> _What the task requires_:
Copy out the items below, swapping "a single marker" for "one dot" wherever it occurs and keeping everything else the same. Leave the pictures out of your copy.

[Recorded data]

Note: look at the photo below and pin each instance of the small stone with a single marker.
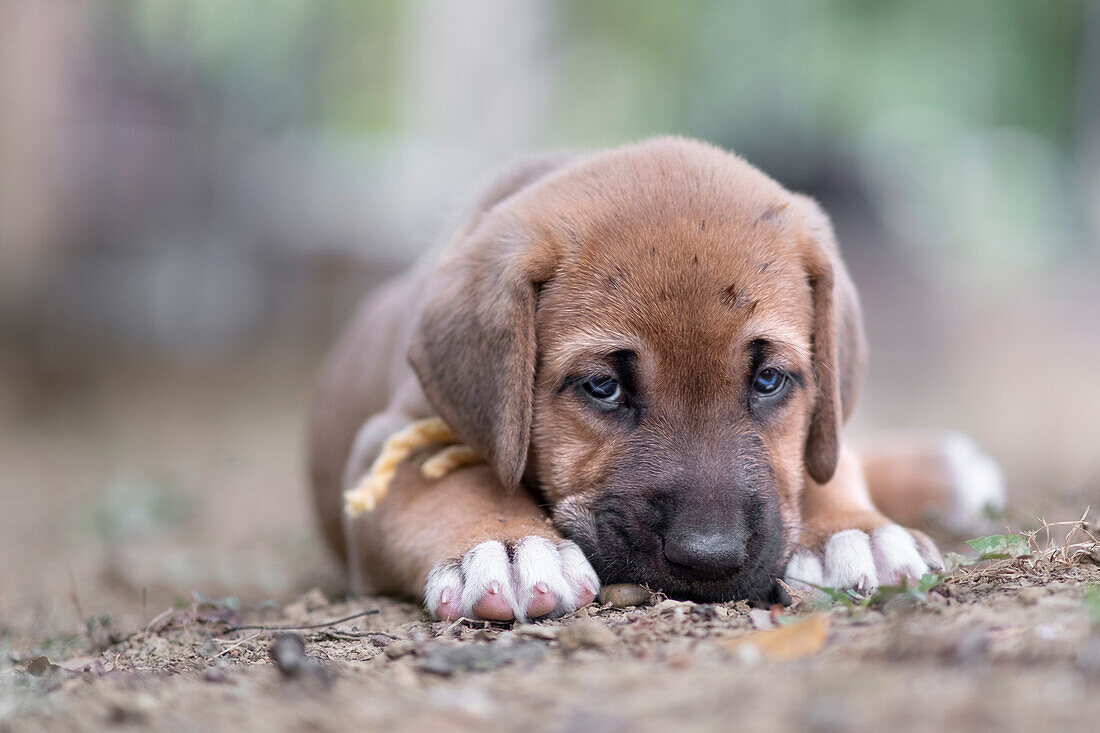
(1030, 595)
(585, 634)
(398, 649)
(288, 653)
(761, 619)
(215, 675)
(40, 666)
(622, 595)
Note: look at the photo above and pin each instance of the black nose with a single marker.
(705, 554)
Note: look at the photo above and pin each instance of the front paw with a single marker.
(531, 578)
(860, 560)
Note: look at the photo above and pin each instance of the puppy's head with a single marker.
(662, 343)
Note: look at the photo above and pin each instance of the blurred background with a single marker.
(194, 194)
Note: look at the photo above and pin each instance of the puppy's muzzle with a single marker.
(707, 538)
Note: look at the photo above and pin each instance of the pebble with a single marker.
(585, 635)
(288, 653)
(398, 649)
(620, 595)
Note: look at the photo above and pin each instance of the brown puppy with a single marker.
(655, 348)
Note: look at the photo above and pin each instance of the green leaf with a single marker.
(996, 547)
(1092, 603)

> _Right answer_:
Note: look at the photo below and pin each instance of the small stone with one dot.
(1030, 595)
(585, 634)
(398, 649)
(288, 653)
(761, 619)
(215, 675)
(40, 666)
(622, 595)
Note: look at the photo above and pin each instance of the black nose with one dot.
(705, 554)
Note: look at the photo above and pin each instance of the front paw with one dot.
(531, 578)
(860, 560)
Note: look at the photo above and pin each instance of the puppy's head with one dot.
(662, 343)
Note: look at the photo above and pin each instance of the blurred background with one dot.
(194, 194)
Note: look at the photo above and pin each instance of the puppy's muzzle with one dot.
(707, 538)
Note: look at the photo above and pin each instance of the pebble with one dot.
(585, 635)
(288, 653)
(398, 649)
(620, 595)
Note: look at the photo above and pin each instance of the brown puppy with one dot.
(655, 348)
Note: look at the photo above and pin each instance of the green leaf with one dot.
(996, 547)
(1092, 603)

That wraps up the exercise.